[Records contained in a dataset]
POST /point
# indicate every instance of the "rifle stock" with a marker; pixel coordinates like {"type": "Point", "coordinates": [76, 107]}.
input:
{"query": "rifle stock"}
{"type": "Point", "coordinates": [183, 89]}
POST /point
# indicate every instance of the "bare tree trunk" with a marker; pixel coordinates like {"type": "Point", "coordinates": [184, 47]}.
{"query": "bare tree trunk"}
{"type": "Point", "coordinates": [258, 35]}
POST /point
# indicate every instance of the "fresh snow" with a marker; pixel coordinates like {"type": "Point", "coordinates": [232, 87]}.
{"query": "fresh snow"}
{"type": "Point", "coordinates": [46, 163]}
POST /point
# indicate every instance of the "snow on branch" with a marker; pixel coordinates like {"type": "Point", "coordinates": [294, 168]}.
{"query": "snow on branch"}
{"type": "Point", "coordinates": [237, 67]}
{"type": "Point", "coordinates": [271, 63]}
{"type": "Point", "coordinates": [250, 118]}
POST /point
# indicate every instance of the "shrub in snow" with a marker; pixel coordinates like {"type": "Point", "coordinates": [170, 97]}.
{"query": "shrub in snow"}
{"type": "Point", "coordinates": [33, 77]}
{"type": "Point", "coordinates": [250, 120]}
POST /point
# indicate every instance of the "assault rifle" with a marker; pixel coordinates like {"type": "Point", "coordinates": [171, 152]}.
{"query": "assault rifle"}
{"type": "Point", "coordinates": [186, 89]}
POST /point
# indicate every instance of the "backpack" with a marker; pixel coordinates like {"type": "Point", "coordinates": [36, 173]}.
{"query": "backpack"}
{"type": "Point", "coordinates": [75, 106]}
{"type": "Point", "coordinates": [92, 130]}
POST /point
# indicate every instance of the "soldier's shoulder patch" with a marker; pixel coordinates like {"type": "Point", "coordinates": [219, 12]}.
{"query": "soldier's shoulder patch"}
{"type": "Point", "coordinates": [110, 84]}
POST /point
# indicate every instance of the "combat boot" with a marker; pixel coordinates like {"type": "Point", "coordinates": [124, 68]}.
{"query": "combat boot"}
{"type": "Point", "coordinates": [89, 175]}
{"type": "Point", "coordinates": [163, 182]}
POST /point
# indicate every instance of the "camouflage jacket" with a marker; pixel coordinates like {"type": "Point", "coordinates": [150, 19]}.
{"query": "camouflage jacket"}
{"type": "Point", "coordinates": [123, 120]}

▸ What this task involves: Return every record, word for word.

▸ Result below:
POST /point
# indicate every instance of the "rifle stock" with a marker; pixel coordinates like {"type": "Point", "coordinates": [76, 107]}.
input:
{"query": "rifle stock"}
{"type": "Point", "coordinates": [183, 89]}
POST /point
# indicate every instance of the "bare tree trunk" with a marker; pixel coordinates like {"type": "Point", "coordinates": [184, 47]}.
{"query": "bare tree trunk"}
{"type": "Point", "coordinates": [258, 35]}
POST /point
# indicate every instance of the "fresh snow" with a marker; pixel coordinates like {"type": "Point", "coordinates": [232, 87]}.
{"query": "fresh snow"}
{"type": "Point", "coordinates": [46, 163]}
POST /point
# indicate every instance of the "snow on branch" with a marker; pixel coordinates like {"type": "Point", "coordinates": [294, 168]}.
{"query": "snow on branch"}
{"type": "Point", "coordinates": [237, 67]}
{"type": "Point", "coordinates": [271, 63]}
{"type": "Point", "coordinates": [250, 118]}
POST /point
# indicate every instance of the "shrub in snow" with a marker; pixel coordinates like {"type": "Point", "coordinates": [170, 97]}.
{"query": "shrub in snow"}
{"type": "Point", "coordinates": [33, 77]}
{"type": "Point", "coordinates": [250, 120]}
POST /point
# indicate every instance of the "assault rifle" with a marker; pixel coordinates like {"type": "Point", "coordinates": [171, 152]}.
{"query": "assault rifle"}
{"type": "Point", "coordinates": [186, 89]}
POST /point
# indicate every instance of the "backpack" with a marker; pixel coordinates like {"type": "Point", "coordinates": [36, 173]}.
{"query": "backpack"}
{"type": "Point", "coordinates": [75, 106]}
{"type": "Point", "coordinates": [92, 130]}
POST /point
# indicate every instance of the "soldier's shoulder patch" with a marker; pixel coordinates like {"type": "Point", "coordinates": [219, 12]}.
{"query": "soldier's shoulder patch"}
{"type": "Point", "coordinates": [110, 84]}
POST /point
# indicate every instance of the "combat boot" with a marker; pixel coordinates like {"type": "Point", "coordinates": [124, 68]}.
{"query": "combat boot"}
{"type": "Point", "coordinates": [89, 175]}
{"type": "Point", "coordinates": [163, 182]}
POST /point
# indicate every instance of the "camouflage jacket" with a marker; pixel coordinates like {"type": "Point", "coordinates": [150, 19]}.
{"query": "camouflage jacket"}
{"type": "Point", "coordinates": [123, 120]}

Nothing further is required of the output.